>>

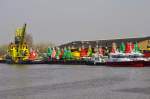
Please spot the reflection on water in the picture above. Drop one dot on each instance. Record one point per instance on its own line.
(31, 81)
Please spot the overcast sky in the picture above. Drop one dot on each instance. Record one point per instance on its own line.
(61, 21)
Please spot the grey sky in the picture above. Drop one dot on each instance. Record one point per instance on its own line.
(61, 21)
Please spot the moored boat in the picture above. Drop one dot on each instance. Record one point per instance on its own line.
(127, 56)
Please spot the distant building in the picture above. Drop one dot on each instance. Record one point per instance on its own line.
(143, 43)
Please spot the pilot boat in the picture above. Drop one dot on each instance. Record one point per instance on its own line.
(129, 56)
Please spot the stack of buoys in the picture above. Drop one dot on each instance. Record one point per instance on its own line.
(114, 48)
(83, 52)
(129, 47)
(101, 51)
(33, 55)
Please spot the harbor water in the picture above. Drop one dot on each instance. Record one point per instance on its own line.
(73, 82)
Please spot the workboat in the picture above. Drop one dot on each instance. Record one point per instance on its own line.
(98, 57)
(128, 55)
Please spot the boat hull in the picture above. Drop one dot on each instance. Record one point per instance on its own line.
(126, 64)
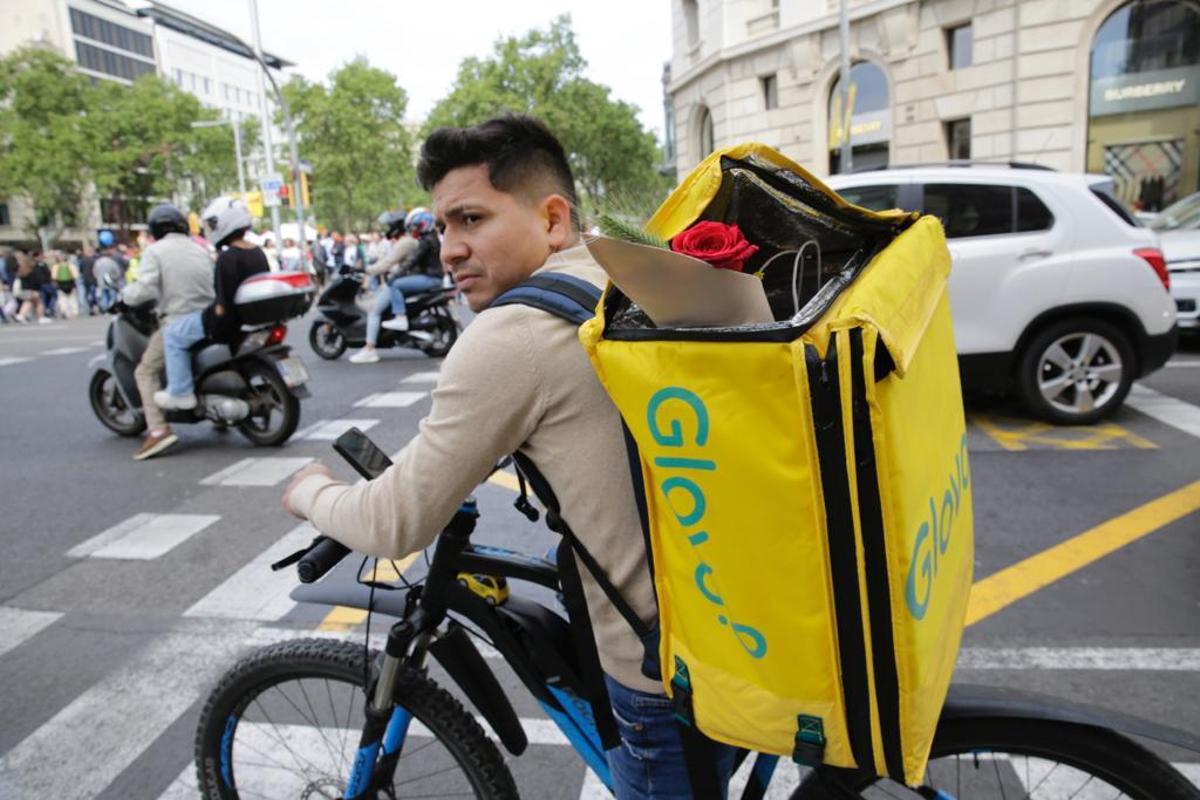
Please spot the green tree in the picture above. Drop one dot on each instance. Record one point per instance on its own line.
(615, 160)
(353, 132)
(45, 154)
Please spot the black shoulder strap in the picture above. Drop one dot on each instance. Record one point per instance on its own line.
(563, 295)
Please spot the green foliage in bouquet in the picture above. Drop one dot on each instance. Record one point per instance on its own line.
(615, 228)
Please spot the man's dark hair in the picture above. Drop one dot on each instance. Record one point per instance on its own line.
(520, 152)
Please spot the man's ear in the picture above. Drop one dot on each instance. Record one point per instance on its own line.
(556, 211)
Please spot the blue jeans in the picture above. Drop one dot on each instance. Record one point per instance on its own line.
(412, 284)
(177, 343)
(648, 763)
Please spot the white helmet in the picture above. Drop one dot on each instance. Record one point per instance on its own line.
(223, 217)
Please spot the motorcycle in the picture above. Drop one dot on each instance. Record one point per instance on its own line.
(341, 322)
(253, 384)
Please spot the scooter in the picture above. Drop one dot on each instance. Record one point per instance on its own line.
(341, 322)
(252, 384)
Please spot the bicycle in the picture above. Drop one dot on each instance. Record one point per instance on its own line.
(391, 731)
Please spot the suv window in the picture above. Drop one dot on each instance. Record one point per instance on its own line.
(971, 209)
(876, 198)
(1031, 212)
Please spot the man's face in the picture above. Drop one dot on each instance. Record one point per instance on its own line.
(492, 240)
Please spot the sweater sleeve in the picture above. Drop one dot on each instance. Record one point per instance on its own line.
(487, 402)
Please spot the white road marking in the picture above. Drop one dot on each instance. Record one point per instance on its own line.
(255, 593)
(17, 626)
(390, 400)
(143, 536)
(1164, 408)
(423, 378)
(256, 471)
(132, 708)
(329, 429)
(1108, 659)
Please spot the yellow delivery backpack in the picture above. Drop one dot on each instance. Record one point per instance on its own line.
(807, 487)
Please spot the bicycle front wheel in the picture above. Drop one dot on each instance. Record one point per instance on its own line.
(285, 722)
(1020, 759)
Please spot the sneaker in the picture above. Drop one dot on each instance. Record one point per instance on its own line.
(168, 402)
(155, 444)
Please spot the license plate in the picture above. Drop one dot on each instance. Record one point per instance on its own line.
(293, 371)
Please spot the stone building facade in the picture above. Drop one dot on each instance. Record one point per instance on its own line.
(1097, 85)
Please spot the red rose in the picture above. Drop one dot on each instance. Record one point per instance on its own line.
(723, 246)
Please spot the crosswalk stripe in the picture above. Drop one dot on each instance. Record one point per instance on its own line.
(143, 536)
(131, 708)
(1164, 408)
(18, 625)
(329, 429)
(256, 471)
(1107, 659)
(255, 593)
(390, 400)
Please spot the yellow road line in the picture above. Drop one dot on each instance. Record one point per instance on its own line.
(343, 618)
(508, 480)
(1005, 588)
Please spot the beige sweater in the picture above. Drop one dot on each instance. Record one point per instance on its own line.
(517, 379)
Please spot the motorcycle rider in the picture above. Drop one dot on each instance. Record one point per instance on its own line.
(226, 223)
(400, 252)
(178, 274)
(421, 272)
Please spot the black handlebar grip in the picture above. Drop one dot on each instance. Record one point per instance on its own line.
(321, 559)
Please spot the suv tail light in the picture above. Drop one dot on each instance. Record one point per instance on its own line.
(1153, 257)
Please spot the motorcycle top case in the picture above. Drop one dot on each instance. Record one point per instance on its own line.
(273, 298)
(808, 493)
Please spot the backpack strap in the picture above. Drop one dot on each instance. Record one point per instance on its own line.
(562, 295)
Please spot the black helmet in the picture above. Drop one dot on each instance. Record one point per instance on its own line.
(166, 220)
(393, 223)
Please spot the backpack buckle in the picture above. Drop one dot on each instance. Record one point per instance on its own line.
(809, 747)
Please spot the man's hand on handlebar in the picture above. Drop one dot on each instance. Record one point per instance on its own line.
(316, 468)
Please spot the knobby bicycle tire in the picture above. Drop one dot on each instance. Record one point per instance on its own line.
(985, 743)
(330, 660)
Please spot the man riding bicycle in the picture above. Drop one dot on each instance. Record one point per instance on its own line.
(519, 380)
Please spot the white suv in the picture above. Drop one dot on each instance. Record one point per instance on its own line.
(1055, 289)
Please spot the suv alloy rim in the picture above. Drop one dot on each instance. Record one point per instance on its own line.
(1079, 372)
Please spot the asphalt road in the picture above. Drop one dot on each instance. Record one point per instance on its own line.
(105, 659)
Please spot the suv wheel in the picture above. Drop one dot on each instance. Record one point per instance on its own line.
(1075, 371)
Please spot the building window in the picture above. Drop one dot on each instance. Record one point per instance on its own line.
(959, 42)
(1144, 102)
(101, 30)
(706, 132)
(771, 91)
(958, 139)
(865, 124)
(111, 64)
(691, 20)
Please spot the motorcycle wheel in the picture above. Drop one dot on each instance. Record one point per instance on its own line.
(109, 407)
(274, 409)
(327, 340)
(445, 334)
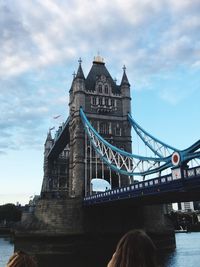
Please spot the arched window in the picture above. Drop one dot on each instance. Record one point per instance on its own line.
(104, 128)
(100, 88)
(106, 89)
(100, 101)
(94, 100)
(118, 130)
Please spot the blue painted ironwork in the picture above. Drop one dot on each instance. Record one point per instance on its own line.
(119, 160)
(156, 186)
(131, 164)
(147, 138)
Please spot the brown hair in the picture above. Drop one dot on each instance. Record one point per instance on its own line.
(21, 259)
(135, 249)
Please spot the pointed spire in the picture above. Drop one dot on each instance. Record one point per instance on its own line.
(80, 74)
(124, 77)
(49, 137)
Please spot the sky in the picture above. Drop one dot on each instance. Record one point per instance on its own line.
(41, 42)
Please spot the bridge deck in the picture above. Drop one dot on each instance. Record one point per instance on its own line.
(165, 189)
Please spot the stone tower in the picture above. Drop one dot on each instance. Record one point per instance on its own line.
(106, 105)
(60, 209)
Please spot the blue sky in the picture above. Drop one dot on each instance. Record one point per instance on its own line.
(41, 42)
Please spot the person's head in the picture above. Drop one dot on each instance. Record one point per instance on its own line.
(21, 259)
(135, 249)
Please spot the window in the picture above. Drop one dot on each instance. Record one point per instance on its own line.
(100, 101)
(100, 88)
(94, 100)
(118, 130)
(106, 89)
(104, 128)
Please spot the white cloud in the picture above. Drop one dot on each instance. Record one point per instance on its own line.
(150, 37)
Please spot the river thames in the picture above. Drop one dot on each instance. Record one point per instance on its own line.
(187, 253)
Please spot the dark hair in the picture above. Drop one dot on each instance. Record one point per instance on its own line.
(21, 259)
(135, 249)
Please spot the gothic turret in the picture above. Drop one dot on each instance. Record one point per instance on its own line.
(124, 78)
(77, 91)
(125, 90)
(48, 143)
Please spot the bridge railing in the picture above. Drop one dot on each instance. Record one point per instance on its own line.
(151, 186)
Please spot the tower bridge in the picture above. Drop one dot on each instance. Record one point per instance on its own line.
(94, 146)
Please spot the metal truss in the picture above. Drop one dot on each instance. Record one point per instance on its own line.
(120, 160)
(135, 165)
(158, 147)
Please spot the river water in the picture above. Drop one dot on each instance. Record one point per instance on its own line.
(187, 253)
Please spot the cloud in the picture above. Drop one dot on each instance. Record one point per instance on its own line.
(39, 39)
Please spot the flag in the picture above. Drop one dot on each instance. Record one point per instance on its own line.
(56, 117)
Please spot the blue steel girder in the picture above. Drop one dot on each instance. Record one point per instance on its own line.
(126, 163)
(121, 161)
(151, 141)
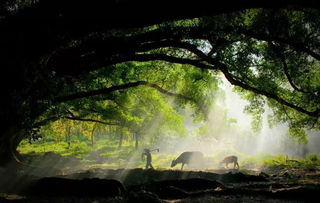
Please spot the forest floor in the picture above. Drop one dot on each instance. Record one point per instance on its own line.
(272, 184)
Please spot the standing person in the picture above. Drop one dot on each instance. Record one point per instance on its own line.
(147, 153)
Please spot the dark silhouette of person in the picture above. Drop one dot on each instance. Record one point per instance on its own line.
(147, 153)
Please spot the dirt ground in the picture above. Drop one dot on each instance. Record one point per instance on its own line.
(276, 184)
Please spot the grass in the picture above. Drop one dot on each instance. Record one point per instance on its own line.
(105, 154)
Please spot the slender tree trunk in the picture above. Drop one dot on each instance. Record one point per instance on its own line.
(136, 135)
(68, 136)
(9, 142)
(120, 140)
(92, 134)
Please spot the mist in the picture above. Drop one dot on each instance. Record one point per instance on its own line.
(241, 139)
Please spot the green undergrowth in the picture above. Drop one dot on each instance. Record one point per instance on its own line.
(107, 154)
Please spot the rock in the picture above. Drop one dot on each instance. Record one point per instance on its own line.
(93, 187)
(143, 197)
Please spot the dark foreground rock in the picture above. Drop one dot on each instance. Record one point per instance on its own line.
(137, 185)
(88, 187)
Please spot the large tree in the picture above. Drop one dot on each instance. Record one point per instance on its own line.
(269, 49)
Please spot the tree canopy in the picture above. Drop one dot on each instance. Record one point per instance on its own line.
(96, 60)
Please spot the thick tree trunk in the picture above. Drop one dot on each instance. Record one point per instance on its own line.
(9, 142)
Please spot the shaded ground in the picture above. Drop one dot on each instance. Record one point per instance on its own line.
(276, 184)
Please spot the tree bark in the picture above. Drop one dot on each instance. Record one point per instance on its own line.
(136, 135)
(9, 142)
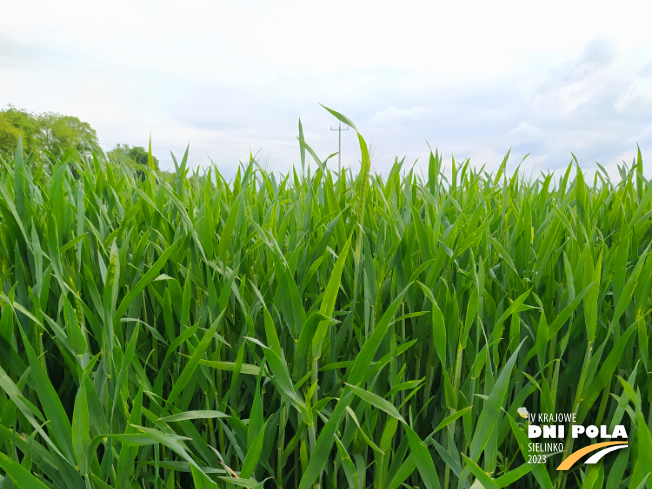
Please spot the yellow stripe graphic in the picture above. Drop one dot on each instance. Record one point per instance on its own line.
(575, 456)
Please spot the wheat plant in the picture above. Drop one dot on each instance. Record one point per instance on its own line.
(313, 330)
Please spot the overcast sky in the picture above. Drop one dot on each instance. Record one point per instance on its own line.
(469, 78)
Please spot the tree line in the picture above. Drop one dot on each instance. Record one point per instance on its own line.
(52, 135)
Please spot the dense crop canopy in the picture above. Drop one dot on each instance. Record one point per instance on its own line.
(169, 330)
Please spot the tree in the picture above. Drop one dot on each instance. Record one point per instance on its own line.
(58, 134)
(16, 123)
(49, 131)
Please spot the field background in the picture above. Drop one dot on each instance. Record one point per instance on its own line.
(164, 331)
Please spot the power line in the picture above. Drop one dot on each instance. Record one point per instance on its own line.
(339, 148)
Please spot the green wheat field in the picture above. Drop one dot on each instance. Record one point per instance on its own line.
(316, 329)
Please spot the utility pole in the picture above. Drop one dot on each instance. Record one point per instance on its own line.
(339, 148)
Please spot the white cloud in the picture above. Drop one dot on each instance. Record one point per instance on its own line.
(394, 115)
(525, 130)
(637, 99)
(472, 78)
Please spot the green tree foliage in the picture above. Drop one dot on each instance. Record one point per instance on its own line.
(48, 132)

<<

## WHAT THIS TASK INVOLVES
With the line containing "Please spot the field" as the start and the last line of the listing as the end, restate that stretch word for word and nothing else.

## SOLVED EXERCISE
Please spot the field background in the picture above. Drop one dot on each instance. Record one point per instance on its own line.
(164, 331)
Please spot the power line in the picture above. Drop one dot on each instance. Record one point per instance on its own line.
(339, 148)
Please spot the green wheat field in the picture above. Drop one dot on each instance. Record one point per instance on its own line.
(316, 329)
Please spot the utility pole in the picture above. Drop one dot on each instance. Record one point per instance on its own line.
(339, 148)
Please spot the white cloud in the picture above. Drop one dot on each instance. Record one point per instance on its own line.
(394, 115)
(525, 130)
(637, 99)
(472, 78)
Please spot the green tree foliage in the picture above. Drop one dot on each instance. Record one point per instance on its own line.
(48, 132)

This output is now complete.